■ УСЛОВИЕ ЗАДАНИЯ: Продолжите приведенный ниже фрагмент о Тургеневе и дилемме между должным и существующим. Начните сразу после его последнего предложения.

В эпоху, когда либералы и радикалы самодовольно и само- успокоенно верили в неизбежность прогресса, когда казалось, будто политический выбор и политические предпочтения предопределены неумолимыми историческими силами — законами рыночной экономики или классовой борьбы, — на кои можно целиком переложить ответственность за итоги человеческих действий, Тургенев чувствовал всю пустоту аксиом, использовавшихся либералами, дабы оправдать несправедливость существовавшего порядка вещей; или радикалами, дабы оправдать беспощадное уничтожение этого порядка. Он предвосхитил злополучие радикала-гуманиста, живущего в двадцатом веке, — то, что один из современных нам и наиболее нравственно чутких политических мыслителей, Лешек Колаковский, определяет как непрестанную муку выбора между требованиями Sollen и Sein — долженствующего быть и существующего фактически:
Один и тот же вопрос постоянно повторяется на разные лады: как нам предотвратить превращение альтернативы Sollen — Sein в полярные противоположности: «утопизм — оппортунизм», «романтизм — консерватизм»? Бессмысленное безумие — или угодливое сотрудничество со злодейством, скрытым под маской трезвого здравомыслия? Как избежать нам погибельного выбора между Сциллой долга, выкрикивающей свои сомнительные лозунги, и Харибдой соглашательства с окружающим нас миром, превращающимся в добровольного защитника своих же наистрашнейших порождений? Как избежать подобного выбора, если бытует постулат — мы считаем его неотъемлемо важным! — гласящий: мы никогда не способны верно и точно измерить пределы того, что зовем «исторической необходимостью»? И, следовательно, мы никогда не способны с уверенностью решить, какой же именно факт общественной жизни есть проявление исторической судьбы, и какие возможности кроются в существующей действительности^.
Сказанное Колаковским об этой дилемме, глянувшей двадцатому столетию прямо в лицо, безусловно, справедливо. Но Тургеневу, мыслителю совсем иного склада, эта же дилемма глянула в лицо уже более века тому назад. Пока поборники одностороннего подхода к делу — и консерваторы и утописты — не получили технического оснащения для опытов над несметным человеческим материалом, было не столь затруднительно проповедовать школу мысли, утверждавшую, будто все злободневные общественные вопросы можно решить крайними путями — либо даже придерживаясь пресловутой «золотой середины» — раз и навсегда. Сэр Исайя говорит: в эпоху, когда и либералы и левые идеологи все еще не сомневались в справедливости своих умопостроений, Тургенев обрел более всеобъемлющий взгляд на вещи — и выразил его в своем искусстве.

■ ИСХОДНЫЕ ДАННЫЕ:
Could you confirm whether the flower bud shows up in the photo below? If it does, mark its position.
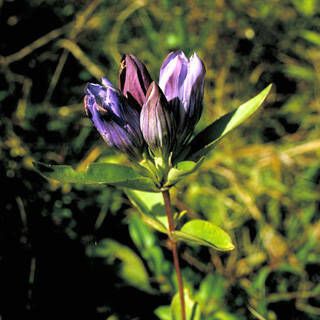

■ ОТВЕТ:
Нельзя усомниться в том, кому из троих мыслителей, выступающих главными героями нижеследующих очерков, Берлин сочувствует больше всего. Как он убедительно показывает, Лев Толстой, невзирая на свое нравственное величие, выглядит едва ли не отталкивающе в те минуты, когда отвергает гуманную точку зрения, присущую его творчеству, и впадает в надменный, не допускающий возражений, догматизм. А Тургеневу, невзирая на ясный художнический взгляд, острый ум и верное чувство окружающей жизни, недоставало смелости и нравственной решительности, коей он так восхищался в радикальной интеллигенции: его колебание меж альтернативами слишком часто являлось лишь добродушной меланхолией, в конечном счете бесстрастной и отрешенной.
Истинно главным героем «Русских мыслителей» выступает Герцен. Пусть Берлин и признает не лишенными основания тургеневские слова о том, что Герцен вовек не сумел освободиться от порочной иллюзии — веры в мужицкий «овчинный тулуп»[26], — это обстоятельство нимало не снижает гер- ценовской мечты о свободе, мечты одновременно глубокой и пророческой, поскольку Герцен сознавал: «одно из величайших современных несчастий — запутаться в отвлеченных понятиях, отвернувшись от действительности»[27]. Сделавшись оксфордским профессором общественно-политической теории, Берлин заключил свою вступительную лекцию цитатой из автора, коего не назвал: «Осознавать, что ценность исповедуемых убеждений лишь относительна — и все же стоять за свои убеждения горой: вот чем цивилизованный человек отличается от варвара»[28]. В этом смысле Герцен, обладавший как острым тургеневским взглядом, так и чисто по-толстовски самоотверженной преданностью истине, выступал человеком и смелым, и цивилизованным. Ему в огромной степени был свойствен тот последовательный плюрализм воззрений, что, с точки зрения Берлина, является квинтэссенцией политической мудрости.
Часто говорят: национальная особенность русских заключается в том, что они самым крайним образом выражают некоторые всеобщие свойства человеческой природы. Для многих историческое значение русской интеллигенции сводится к одному факту: общечеловеческую жажду абсолютного интеллигенты проявили в патологически преувеличенной форме.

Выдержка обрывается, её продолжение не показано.